• _WHAT IS BEING ASKED_
Gather every line in the rows below that contains the word "turquoise", treating uppercase and lowercase as different, and copy each of those lines out.
** START OF PROVIDED RECORDS **
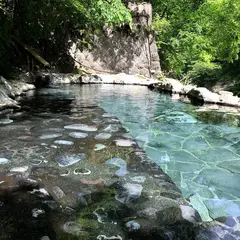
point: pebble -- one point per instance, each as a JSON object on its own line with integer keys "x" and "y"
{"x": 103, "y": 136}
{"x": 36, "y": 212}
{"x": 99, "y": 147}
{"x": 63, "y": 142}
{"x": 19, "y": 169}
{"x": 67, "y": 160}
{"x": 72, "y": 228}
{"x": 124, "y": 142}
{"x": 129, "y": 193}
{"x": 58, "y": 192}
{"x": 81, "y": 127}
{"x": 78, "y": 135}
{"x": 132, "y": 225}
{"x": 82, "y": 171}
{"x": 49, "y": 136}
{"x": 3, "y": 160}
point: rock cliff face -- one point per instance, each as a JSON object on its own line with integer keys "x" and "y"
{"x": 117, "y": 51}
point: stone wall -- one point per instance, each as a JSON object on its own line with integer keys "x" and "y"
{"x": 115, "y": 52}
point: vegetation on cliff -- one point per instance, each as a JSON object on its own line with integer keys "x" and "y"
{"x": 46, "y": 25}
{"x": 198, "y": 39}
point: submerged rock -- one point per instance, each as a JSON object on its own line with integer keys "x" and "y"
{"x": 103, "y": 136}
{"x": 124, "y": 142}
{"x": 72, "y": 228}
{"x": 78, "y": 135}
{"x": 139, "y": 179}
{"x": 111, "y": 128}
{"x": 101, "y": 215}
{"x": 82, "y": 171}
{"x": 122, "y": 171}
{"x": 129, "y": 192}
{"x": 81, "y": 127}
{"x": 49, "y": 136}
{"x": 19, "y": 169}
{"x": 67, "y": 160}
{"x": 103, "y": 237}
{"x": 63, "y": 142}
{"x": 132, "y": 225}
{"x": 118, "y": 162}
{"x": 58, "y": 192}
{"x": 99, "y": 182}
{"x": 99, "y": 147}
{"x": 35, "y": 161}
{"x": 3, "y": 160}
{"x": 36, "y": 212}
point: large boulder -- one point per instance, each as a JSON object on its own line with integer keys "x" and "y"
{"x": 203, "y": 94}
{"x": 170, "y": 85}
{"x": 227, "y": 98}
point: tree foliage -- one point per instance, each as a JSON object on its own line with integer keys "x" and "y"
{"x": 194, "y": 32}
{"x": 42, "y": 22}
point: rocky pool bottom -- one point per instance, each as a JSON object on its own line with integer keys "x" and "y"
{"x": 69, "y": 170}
** END OF PROVIDED RECORDS **
** START OF PROVIDED RECORDS **
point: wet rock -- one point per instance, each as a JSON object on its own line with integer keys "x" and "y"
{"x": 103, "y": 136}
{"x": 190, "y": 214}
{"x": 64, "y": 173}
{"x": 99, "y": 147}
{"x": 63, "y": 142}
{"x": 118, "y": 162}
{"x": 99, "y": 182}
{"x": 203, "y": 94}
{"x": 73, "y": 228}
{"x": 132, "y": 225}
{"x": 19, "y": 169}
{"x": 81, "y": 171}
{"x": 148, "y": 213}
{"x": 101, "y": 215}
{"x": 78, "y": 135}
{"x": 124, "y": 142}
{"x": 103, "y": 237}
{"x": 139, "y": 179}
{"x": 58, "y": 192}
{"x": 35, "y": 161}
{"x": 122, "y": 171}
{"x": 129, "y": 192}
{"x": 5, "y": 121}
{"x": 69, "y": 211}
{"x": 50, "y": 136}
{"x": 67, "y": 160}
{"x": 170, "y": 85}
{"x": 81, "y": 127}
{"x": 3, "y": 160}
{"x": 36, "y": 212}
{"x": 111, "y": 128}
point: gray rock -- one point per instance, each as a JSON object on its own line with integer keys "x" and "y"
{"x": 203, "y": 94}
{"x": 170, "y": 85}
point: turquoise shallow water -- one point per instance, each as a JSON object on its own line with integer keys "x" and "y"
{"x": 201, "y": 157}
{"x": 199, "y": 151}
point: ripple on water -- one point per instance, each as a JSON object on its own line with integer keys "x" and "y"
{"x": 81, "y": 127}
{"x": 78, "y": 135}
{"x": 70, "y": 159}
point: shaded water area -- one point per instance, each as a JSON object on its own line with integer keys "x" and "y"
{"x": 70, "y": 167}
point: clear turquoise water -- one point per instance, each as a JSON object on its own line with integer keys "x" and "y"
** END OF PROVIDED RECORDS **
• _TASK ANSWER_
point: turquoise shallow water -- one point per instance, each as a JSON object on its own line with integer keys "x" and "y"
point: clear turquoise water -- one point per instance, each as a JSON object on its own line with integer keys "x" and "y"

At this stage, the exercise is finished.